**** Source material

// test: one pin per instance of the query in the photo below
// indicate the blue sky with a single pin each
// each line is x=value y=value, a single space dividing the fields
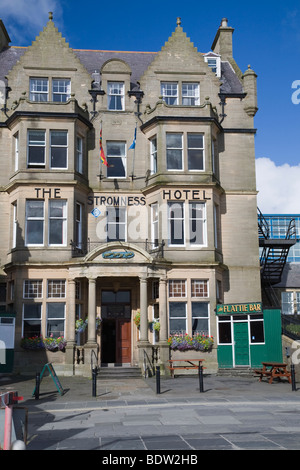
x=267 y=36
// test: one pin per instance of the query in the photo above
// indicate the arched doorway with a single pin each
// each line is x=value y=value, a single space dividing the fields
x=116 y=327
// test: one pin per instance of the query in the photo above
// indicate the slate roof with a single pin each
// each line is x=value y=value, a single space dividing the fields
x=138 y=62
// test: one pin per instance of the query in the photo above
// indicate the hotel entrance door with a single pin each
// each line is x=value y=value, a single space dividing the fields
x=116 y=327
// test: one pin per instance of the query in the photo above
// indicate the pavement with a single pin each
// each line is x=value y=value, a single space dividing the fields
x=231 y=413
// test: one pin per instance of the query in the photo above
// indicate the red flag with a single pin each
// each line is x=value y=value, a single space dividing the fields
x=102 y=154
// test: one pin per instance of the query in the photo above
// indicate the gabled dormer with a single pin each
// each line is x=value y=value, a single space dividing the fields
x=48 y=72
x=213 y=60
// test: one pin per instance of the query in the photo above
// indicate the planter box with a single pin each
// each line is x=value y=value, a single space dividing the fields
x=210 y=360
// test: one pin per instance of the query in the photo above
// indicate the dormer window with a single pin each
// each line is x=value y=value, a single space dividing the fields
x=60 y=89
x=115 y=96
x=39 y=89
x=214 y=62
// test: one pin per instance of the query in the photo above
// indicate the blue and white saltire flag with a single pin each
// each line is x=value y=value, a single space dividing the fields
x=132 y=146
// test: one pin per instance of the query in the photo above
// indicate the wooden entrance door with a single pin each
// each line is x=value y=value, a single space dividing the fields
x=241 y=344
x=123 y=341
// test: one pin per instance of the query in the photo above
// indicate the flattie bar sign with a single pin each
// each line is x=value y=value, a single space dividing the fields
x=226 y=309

********

How many of the lines above contain the word "with"? Only the number should be given.

Solved problem
12